■ What you need to do: Could you print all of the rows below again, word for word and unchanged?

[BEGIN]

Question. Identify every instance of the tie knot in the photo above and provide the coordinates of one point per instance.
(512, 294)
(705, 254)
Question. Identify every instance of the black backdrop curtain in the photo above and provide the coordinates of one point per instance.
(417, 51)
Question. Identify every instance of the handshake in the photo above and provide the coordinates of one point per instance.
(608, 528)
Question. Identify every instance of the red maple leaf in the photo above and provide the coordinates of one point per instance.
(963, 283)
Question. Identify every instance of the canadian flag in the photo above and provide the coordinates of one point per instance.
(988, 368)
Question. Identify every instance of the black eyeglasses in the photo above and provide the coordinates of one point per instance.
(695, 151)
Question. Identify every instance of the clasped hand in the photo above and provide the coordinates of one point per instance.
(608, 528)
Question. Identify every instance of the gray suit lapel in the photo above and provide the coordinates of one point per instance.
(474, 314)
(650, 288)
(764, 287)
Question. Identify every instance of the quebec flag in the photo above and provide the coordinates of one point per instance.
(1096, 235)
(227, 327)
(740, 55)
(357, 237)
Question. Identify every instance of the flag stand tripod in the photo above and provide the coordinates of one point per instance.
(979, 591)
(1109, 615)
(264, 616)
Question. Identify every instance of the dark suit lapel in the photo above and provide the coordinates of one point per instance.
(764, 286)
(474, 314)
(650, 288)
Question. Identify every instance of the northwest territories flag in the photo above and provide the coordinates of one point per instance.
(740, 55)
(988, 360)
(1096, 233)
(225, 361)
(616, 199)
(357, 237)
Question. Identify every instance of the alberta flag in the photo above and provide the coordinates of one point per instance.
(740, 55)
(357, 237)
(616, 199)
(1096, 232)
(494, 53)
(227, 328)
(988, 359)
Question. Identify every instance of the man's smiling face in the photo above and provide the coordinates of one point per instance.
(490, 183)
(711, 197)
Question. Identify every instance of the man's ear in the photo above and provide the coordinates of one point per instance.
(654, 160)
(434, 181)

[END]

■ Expected output:
Question. Identify every instance of the tie knot in the photo above and provide the coordinates of one point per instance.
(512, 294)
(705, 254)
Question. Identify every instance of the black backdrop curtain in the photo above and provide the coordinates of one point per instance.
(417, 51)
Question. Identify every instance of the handshake in the photo above and provide the coordinates of one point per instance.
(608, 528)
Question. Identify every instance of the red maple leaf in the photo above and provide the coordinates of one point per instance.
(963, 283)
Question. Identify every instance of the canadian flag in the photo above and provide the coordinates of one point per instance.
(988, 368)
Question. Identify every instance of the black eyeglasses in the photo above and provide the coordinates of one point per instance.
(695, 151)
Question. Identify every instance of the clasped hand in the photo above and provide the coordinates of one point per instance.
(608, 528)
Question. Identify every instance of the gray suit lapel in the photo above and provide the coordinates of one point per instance.
(474, 314)
(650, 288)
(764, 287)
Question. Identify every instance of the quebec flag in the photo above and provide the coordinates of one point per instance.
(1096, 235)
(227, 327)
(740, 55)
(357, 237)
Question. Identify every instance of the flag stand tripod in the photo above and provide the coordinates of one point per instance.
(979, 591)
(1109, 615)
(264, 616)
Question. Identify every instance of the dark suit lapel in the photo above and provide the coordinates of one point per instance.
(764, 286)
(474, 314)
(650, 288)
Question. Identify every instance of the northwest territories flag in the photo above and provide the coordinates of one point per instance.
(740, 55)
(988, 360)
(1096, 233)
(225, 361)
(616, 199)
(357, 237)
Question. Identify every instance of the alberta flag in the photo above and provide the coordinates of one point per instance.
(740, 55)
(357, 237)
(616, 199)
(1096, 232)
(494, 53)
(227, 328)
(988, 359)
Question. Identify every instance of the man's smiling face in the photo above and provide the coordinates of one point per instance.
(490, 183)
(711, 197)
Question. Identify every instance of the man's ear in the photo above and provide the coordinates of one point per instance.
(654, 160)
(434, 181)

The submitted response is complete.